## Exercise
Rewrite the part of the records that opens with the line containing "the nightstand, which" and runs through the end of the records. Multiply each answer coordinate by 1.95 and round to whole numbers, halves rounding up, and leave every other line, sample points included, unchanged.

Records of labeled points:
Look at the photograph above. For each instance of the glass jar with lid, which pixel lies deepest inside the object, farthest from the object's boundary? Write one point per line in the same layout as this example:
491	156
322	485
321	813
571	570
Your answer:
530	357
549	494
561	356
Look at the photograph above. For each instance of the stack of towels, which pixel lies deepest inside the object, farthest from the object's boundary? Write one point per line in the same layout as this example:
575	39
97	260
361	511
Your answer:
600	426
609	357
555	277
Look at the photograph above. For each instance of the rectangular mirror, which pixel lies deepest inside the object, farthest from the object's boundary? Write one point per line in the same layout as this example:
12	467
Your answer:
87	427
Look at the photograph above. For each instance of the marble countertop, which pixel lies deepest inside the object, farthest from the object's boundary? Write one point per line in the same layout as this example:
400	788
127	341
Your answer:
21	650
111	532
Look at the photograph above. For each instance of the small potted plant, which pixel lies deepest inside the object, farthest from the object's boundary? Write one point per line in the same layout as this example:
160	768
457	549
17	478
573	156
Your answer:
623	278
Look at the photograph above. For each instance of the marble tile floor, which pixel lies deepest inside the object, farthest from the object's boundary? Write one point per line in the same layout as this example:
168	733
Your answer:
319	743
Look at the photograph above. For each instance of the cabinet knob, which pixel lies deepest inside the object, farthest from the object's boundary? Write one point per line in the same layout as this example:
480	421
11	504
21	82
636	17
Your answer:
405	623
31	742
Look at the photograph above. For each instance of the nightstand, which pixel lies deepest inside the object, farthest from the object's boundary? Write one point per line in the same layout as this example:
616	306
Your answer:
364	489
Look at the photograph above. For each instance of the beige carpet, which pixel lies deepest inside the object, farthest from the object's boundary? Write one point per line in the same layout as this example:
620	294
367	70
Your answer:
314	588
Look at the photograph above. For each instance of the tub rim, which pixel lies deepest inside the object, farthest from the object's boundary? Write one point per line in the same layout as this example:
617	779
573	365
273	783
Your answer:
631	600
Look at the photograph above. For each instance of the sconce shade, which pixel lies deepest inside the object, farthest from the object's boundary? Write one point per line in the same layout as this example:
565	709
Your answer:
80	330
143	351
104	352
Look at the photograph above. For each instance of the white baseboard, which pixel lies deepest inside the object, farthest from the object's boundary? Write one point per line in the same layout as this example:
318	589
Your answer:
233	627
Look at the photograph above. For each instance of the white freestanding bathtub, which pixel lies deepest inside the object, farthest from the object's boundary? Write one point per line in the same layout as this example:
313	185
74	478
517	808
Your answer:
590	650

## Expected answer
Look at the photograph above. For each instance of the nightstand, which pixel lies deepest inside the object, farthest from the object's boundary? Write one point per line in the same layout as this example:
616	306
Your answer:
710	954
Look at the photograph above. For each instance of the beige carpet, which pixel lies deepest inside the object, farthest from the object's boundary? Write one point per line in the same layout as this example:
620	294
367	70
Your answer:
612	1147
Look at the photograph above. For each instance of the tub rim, which pixel lies deepest inside the object, farthest from the object's boundary? Write one point per line in the same layout as this example:
617	779
573	365
273	783
Your answer:
1230	1170
Look at the photograph above. For each instance of the sconce shade, which pixel lies deepest inside the object, farthest from the object's boundary? Write one point per line in the same layout as this example:
565	709
Your answer:
156	644
279	684
203	686
Look at the photograph above. For each instance of the white baseboard, which pixel lies deepest inside the object, farthest from the object's boundary? Write one point per line in the same layout as this example:
318	589
Your answer:
454	1223
Look at the photograph above. For each instance of the white freestanding bathtub, which pixel lies deepest inside the object, farthest from the object's boundary? Write one point per line in the same layout as this example:
313	185
74	478
517	808
Your answer:
1151	1268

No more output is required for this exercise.